* [WHAT YOU HAVE TO DO]:
Could you lay out every line of the entries below as a JSON list of strings, one string per line, with blank lines skipped and the pictures left out?

* [EXERCISE DATA]:
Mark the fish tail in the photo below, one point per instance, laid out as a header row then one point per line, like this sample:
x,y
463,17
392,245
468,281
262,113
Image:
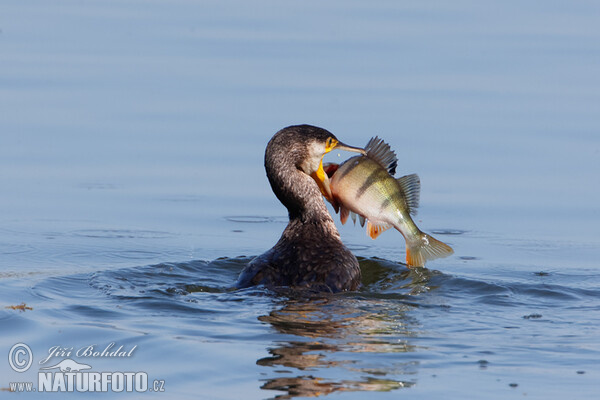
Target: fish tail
x,y
425,248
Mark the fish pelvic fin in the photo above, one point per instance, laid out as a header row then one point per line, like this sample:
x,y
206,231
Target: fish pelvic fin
x,y
411,188
375,230
425,248
344,212
380,151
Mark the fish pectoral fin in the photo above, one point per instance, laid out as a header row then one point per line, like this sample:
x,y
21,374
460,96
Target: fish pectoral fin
x,y
375,230
381,152
344,212
361,219
330,168
411,188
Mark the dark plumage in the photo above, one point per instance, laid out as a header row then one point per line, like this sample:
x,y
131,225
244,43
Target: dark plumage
x,y
310,253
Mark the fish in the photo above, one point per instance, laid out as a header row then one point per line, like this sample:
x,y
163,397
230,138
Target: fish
x,y
364,186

* [COMPLETE ANSWER]:
[
  "Mark the fish tail in the photo below, one point per instance, laid out as a header row then one point per line, like this sample:",
  "x,y",
  "463,17",
  "392,245",
  "468,281",
  "262,113",
  "Image:",
  "Target: fish tail",
  "x,y",
  "425,248",
  "Mark the fish pelvic fin in the photo above, one point per instance, laid out as a header row then one point per line, like this sample:",
  "x,y",
  "206,231",
  "Target: fish pelvic fin",
  "x,y",
  "411,188",
  "375,230",
  "425,248",
  "344,212",
  "380,151",
  "Mark the fish pectoral fin in the photo above, one point per instance, laid out as a header row then one point per line, like this sample:",
  "x,y",
  "21,374",
  "460,96",
  "Target: fish pectoral fin",
  "x,y",
  "375,230",
  "381,152",
  "344,212",
  "361,219",
  "330,168",
  "411,188",
  "Mark the dark plumage in the photo above, one point per instance, laid out as a header row then one point per line, like this sample:",
  "x,y",
  "131,225",
  "244,43",
  "Target: dark plumage",
  "x,y",
  "310,253",
  "Mark the fish in the photo above, one point per instance, laid out as a header row then one point per line, like this sample:",
  "x,y",
  "163,397",
  "230,138",
  "Target: fish",
  "x,y",
  "364,186"
]